§ What the exercise asks:
Copy each line of the listing below where the word "snow" turns up.

─── Provided records

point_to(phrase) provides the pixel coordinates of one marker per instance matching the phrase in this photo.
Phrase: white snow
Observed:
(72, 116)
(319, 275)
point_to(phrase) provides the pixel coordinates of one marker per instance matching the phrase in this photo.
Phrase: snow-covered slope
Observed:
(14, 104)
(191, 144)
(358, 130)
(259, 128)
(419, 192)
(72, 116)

──────
─── Provided records

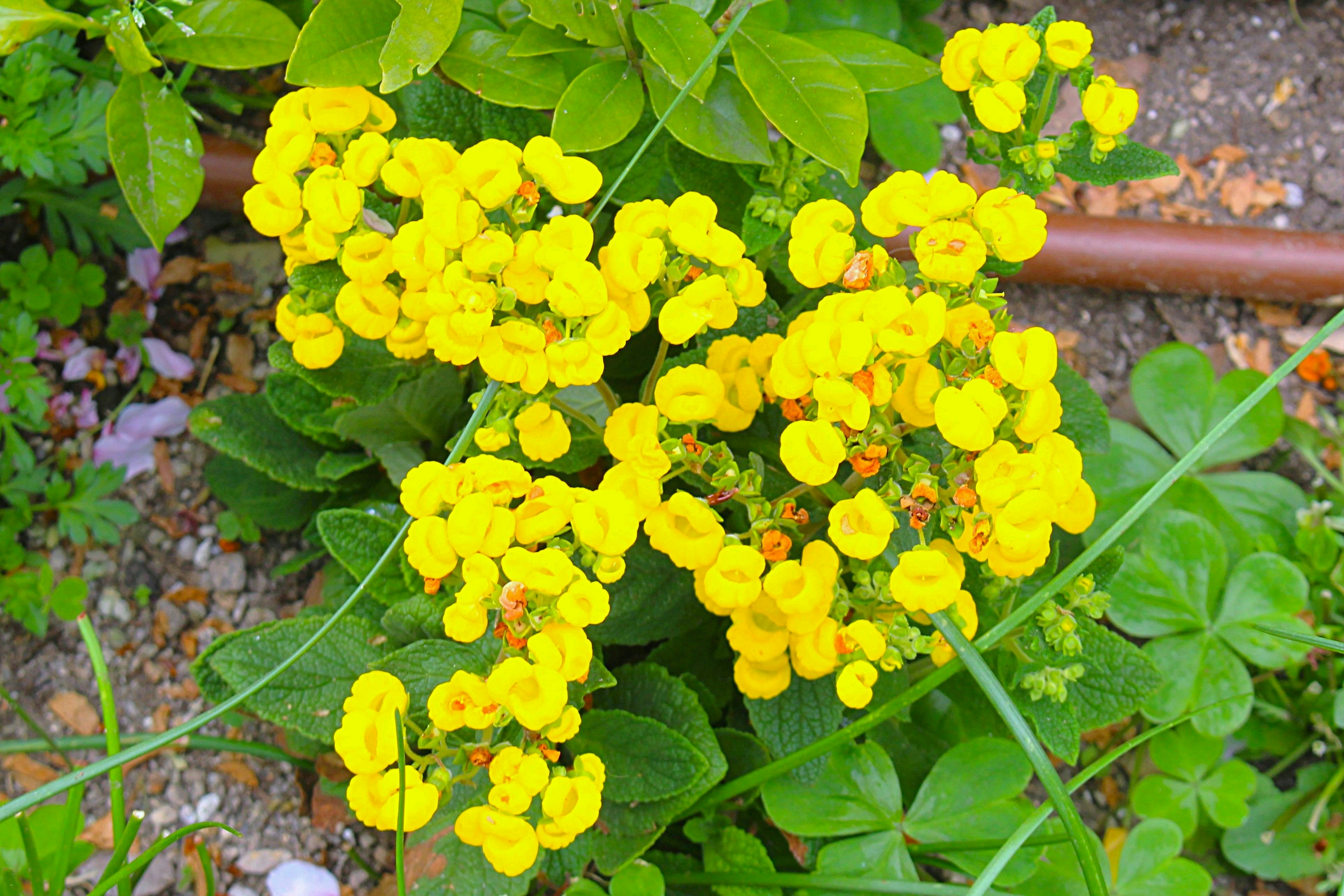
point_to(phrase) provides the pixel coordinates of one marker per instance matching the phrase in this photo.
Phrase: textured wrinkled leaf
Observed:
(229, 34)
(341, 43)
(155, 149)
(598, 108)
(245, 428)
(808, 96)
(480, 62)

──────

§ Task answer:
Phrase: white snow
Phrase: snow-covered slope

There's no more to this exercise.